[Photo-based point-labeling data]
------------------------------------------------------------------------
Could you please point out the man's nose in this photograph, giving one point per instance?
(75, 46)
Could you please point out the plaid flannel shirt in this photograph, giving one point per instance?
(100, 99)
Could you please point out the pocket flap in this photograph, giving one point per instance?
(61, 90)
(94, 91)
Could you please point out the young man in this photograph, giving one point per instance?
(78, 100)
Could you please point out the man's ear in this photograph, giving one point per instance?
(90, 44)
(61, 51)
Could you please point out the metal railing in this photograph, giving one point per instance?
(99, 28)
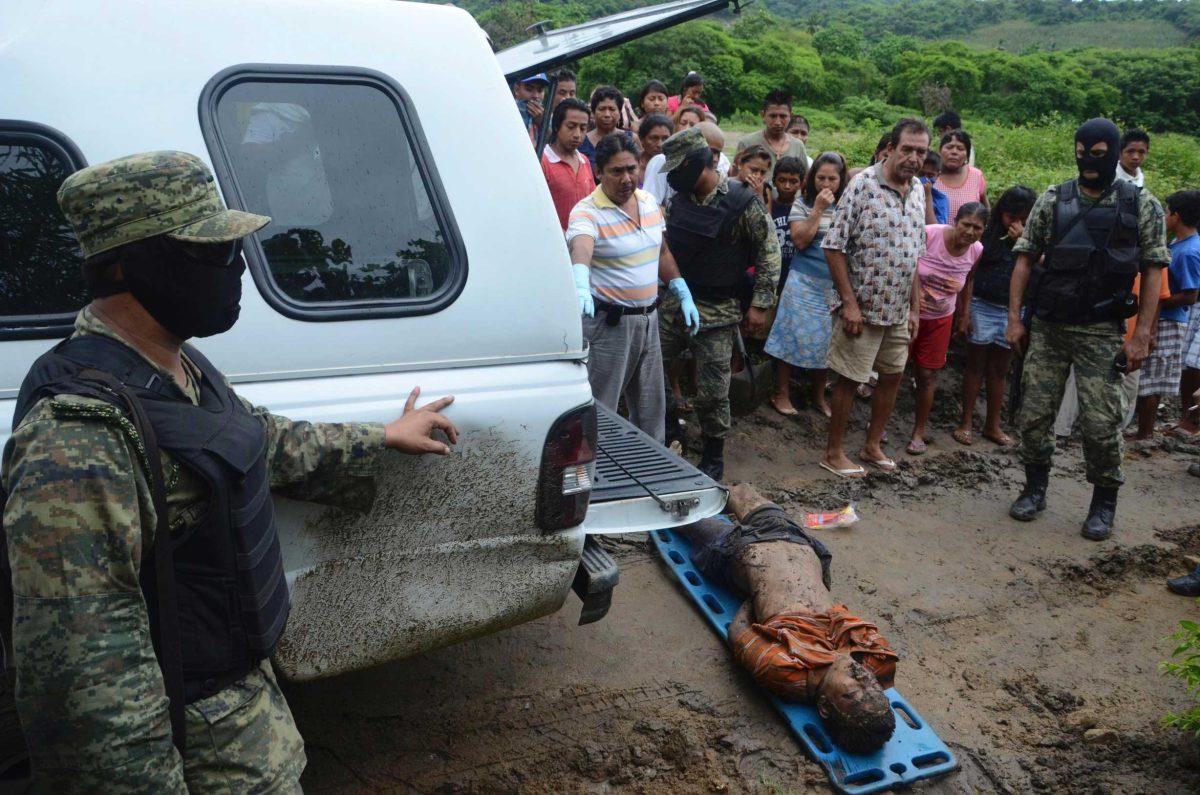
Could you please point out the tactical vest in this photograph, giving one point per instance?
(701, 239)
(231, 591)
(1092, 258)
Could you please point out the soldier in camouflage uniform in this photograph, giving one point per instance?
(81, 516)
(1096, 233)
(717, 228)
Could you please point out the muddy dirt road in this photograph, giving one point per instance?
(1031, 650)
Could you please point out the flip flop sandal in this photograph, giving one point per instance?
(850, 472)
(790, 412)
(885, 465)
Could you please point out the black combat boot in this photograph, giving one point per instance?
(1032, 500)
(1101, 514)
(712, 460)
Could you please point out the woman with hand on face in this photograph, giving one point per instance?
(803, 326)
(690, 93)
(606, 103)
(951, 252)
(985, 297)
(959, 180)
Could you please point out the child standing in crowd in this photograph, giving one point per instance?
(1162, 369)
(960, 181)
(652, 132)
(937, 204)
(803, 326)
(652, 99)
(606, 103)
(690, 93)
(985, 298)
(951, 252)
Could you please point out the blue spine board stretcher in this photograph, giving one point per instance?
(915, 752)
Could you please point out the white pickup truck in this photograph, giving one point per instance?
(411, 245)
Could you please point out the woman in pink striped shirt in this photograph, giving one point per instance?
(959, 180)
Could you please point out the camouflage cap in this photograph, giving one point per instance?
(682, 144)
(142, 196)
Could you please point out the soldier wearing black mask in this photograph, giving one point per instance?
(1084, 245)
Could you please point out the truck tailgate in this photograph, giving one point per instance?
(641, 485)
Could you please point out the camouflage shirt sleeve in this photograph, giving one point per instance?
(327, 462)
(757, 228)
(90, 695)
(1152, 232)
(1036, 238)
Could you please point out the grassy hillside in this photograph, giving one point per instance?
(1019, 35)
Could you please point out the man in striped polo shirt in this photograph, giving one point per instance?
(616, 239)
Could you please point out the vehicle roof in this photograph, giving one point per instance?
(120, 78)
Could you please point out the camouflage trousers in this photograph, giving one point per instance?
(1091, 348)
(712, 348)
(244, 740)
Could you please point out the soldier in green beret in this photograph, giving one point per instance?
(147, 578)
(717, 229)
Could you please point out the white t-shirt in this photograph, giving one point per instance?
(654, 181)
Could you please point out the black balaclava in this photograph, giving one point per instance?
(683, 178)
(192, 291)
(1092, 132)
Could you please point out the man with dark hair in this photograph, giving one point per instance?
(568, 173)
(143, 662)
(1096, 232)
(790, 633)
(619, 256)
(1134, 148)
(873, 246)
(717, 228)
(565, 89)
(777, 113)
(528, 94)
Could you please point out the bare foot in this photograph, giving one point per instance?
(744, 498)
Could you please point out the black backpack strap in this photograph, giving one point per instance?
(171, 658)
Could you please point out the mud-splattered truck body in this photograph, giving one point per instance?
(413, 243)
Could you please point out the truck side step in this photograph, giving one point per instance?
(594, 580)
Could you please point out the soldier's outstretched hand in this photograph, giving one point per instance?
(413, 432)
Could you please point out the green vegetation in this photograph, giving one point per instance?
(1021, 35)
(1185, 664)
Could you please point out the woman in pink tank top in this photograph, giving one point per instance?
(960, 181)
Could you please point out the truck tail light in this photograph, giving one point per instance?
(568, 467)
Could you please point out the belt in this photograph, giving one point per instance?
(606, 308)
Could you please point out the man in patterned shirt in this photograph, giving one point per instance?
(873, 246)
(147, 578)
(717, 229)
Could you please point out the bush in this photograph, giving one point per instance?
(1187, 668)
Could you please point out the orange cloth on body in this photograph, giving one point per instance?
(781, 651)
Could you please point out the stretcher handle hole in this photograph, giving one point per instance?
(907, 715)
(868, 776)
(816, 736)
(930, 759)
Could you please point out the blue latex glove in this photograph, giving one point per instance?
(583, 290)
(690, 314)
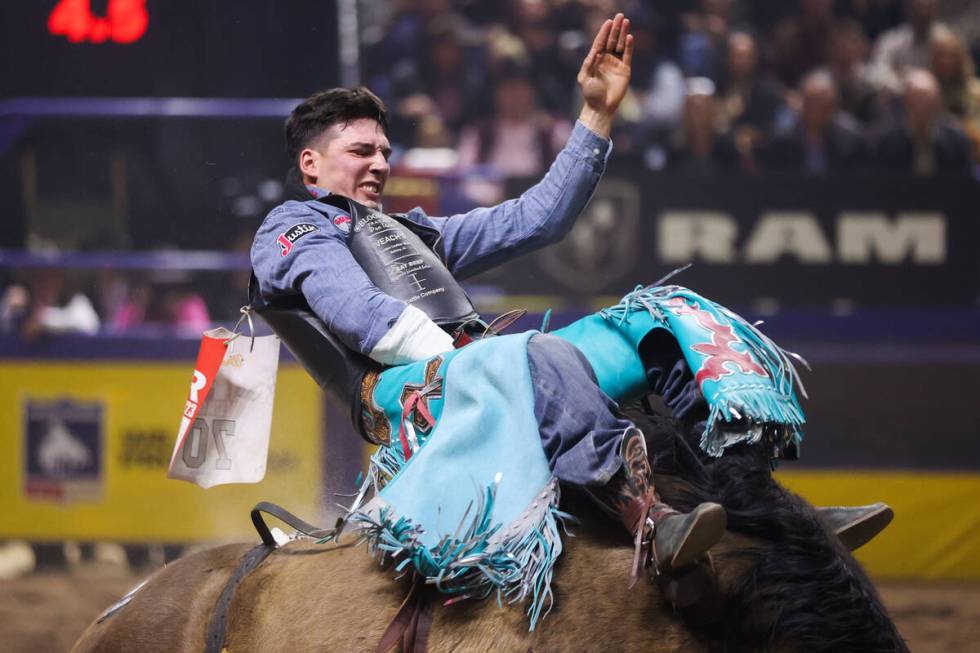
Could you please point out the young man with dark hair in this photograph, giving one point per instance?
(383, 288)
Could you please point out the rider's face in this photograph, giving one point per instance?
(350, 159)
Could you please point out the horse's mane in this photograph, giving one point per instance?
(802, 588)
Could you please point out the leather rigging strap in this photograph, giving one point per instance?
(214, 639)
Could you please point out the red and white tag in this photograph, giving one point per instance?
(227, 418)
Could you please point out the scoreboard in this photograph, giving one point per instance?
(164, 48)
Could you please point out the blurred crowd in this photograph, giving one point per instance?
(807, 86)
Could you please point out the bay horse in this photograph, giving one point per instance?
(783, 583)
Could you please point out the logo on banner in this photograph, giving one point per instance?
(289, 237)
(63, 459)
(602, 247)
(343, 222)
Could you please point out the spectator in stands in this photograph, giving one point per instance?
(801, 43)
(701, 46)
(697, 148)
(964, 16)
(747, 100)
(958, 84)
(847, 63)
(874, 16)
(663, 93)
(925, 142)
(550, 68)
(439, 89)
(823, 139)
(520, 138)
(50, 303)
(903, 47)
------------------------------------------------------------------------
→ **STATED EXERCISE**
Reproduce all of the lines above verbatim, omitting the pictures.

→ **IN RESPONSE**
Could you please point out the man's nose in this photograph, giving one point per instance?
(75, 46)
Could you please point out the plaid flannel shirt in this photograph, giving one point per instance?
(100, 99)
Could you please point out the pocket flap in this photograph, giving one point per instance?
(61, 90)
(94, 91)
Could you please point out the young man in this photograph, giving one point per instance?
(78, 100)
Could you please point out the man's ear in this photograph, giving one point per instance?
(90, 44)
(61, 51)
Could you please point out the metal railing in this photograph, giving one point per instance?
(99, 28)
Could you please point out the tactical vest in this photograph, giving one point per instance?
(701, 239)
(231, 591)
(1092, 258)
Could you please point out the soldier in camouflage uniform in this photograph, giving one point per instance?
(81, 516)
(1096, 233)
(717, 228)
Could you please point out the muddy dirt road in this photograph, giving one point per instance?
(1031, 650)
Could you please point out the flip flop sandal in this photograph, giving one point per instance?
(850, 472)
(790, 412)
(885, 465)
Could you please point out the black combat boot in this photograph, giving one point per instance?
(1032, 500)
(1101, 514)
(712, 460)
Could you please point out the woman with hand on face in this photograph, giving one point per instance?
(803, 326)
(690, 93)
(606, 103)
(951, 252)
(985, 297)
(959, 180)
Could you please point out the child standing in crowd in this photograph, giving one point per instance?
(1162, 369)
(960, 181)
(652, 132)
(937, 204)
(803, 326)
(652, 99)
(606, 103)
(690, 93)
(985, 298)
(951, 252)
Could you please point out the blue spine board stretcher in this photograph, giving one point per instance?
(915, 752)
Could you please point out the white pickup truck in this photograph, giving one point per instance?
(411, 245)
Could you please point out the woman in pink striped shirt in this photograph, giving one point per instance?
(959, 180)
Could you please point out the camouflage cap in this photograph, giving one point per instance?
(682, 144)
(142, 196)
Could you please point out the soldier wearing black mask in this photograph, giving one point per instance?
(1084, 245)
Could you please point out the truck tailgate in this photograph, giving one point per instance?
(641, 485)
Could you please point out the camouflage shirt sleeve in this photograph, giving one point per instance?
(327, 462)
(757, 228)
(90, 695)
(1152, 232)
(1036, 238)
Could you please point out the grassy hillside in this photograph, giving one point per instance?
(1019, 35)
Could you please point out the man in striped polo shirt in this photograph, giving one point per instance?
(616, 239)
Could you please point out the vehicle roof in this photograph, giving one point per instance?
(120, 78)
Could you please point out the camouflage trousers in this photograph, giving one point per instance?
(1091, 348)
(712, 348)
(244, 740)
Could you please point out the soldier in green beret in this photograph, giving one point per instance?
(147, 578)
(717, 229)
Could you please point out the white t-shirt in this photograph, giving one point per instance?
(654, 181)
Could you please point out the black balaclava in this photograph, giving one point per instance?
(683, 178)
(192, 291)
(1092, 132)
Could you please point out the man with dark hair in this photograph, giving one point per instance?
(568, 173)
(143, 662)
(1096, 232)
(790, 633)
(619, 256)
(1134, 148)
(873, 246)
(717, 228)
(565, 89)
(777, 113)
(528, 94)
Could you please point out the bare foot in this photograph, giving one point per instance?
(744, 498)
Could you please point out the black backpack strap in this photograph, giving one point per instance?
(171, 658)
Could you please point out the mud-splattered truck body in this photograph, giving one point per instance?
(413, 243)
Could you please point out the truck side step in this photograph, giving one point per instance?
(594, 580)
Could you please point out the soldier's outstretched hand in this photograph, giving one point per instance?
(413, 432)
Could you please point out the green vegetation in this photograph, giving one point per instance?
(1021, 35)
(1185, 664)
Could you please point out the woman in pink tank top in this photograph, giving one point per instance?
(960, 181)
Could you please point out the truck tail light in this photograph, giving one point per instance?
(568, 467)
Could you please point out the belt in this photograph, giving one point per instance?
(606, 308)
Could you please point out the man in patterned shirt in this photograph, giving one point per instance?
(873, 246)
(147, 578)
(717, 229)
Could you please point out the bush in this photograph, giving one point per instance?
(1187, 668)
Could you please point out the orange cloth on body in this photograph, giving one point per instance?
(781, 651)
Could you please point out the stretcher handle hole in this photograph, giving one point per instance?
(907, 715)
(868, 776)
(816, 736)
(930, 759)
Could you please point out the blue latex glove in this photograph, giving one point per instance?
(583, 290)
(690, 314)
Could you please point out the young man with dark hair in this photograph, giving one point per instance?
(383, 288)
Could you please point out the rider's face in this photograph, giving one point per instance?
(350, 159)
Could you please point out the horse's mane in this photograph, giving one point per instance?
(802, 588)
Could you please point out the leather rigging strap in this photograph, giving one point per instance?
(214, 639)
Could you please point out the red and white tag in this photograph, giving one point per instance?
(227, 418)
Could you please point out the scoreboard in this photograph, giving one point per instance?
(164, 48)
Could you please point out the blurred crowd in this photograph, giving one point per instance?
(807, 86)
Could you please point out the bay horse in this photograph, giving one point per instance?
(783, 583)
Could you please point out the logo on banner in this photograph, giving one point per instance?
(289, 237)
(63, 459)
(602, 247)
(343, 222)
Could you please point out the spectator in stands in this photograph, giving one point per instance?
(801, 43)
(701, 46)
(697, 148)
(964, 16)
(747, 100)
(958, 84)
(847, 63)
(874, 16)
(663, 93)
(925, 142)
(550, 68)
(439, 89)
(823, 139)
(520, 138)
(50, 303)
(903, 47)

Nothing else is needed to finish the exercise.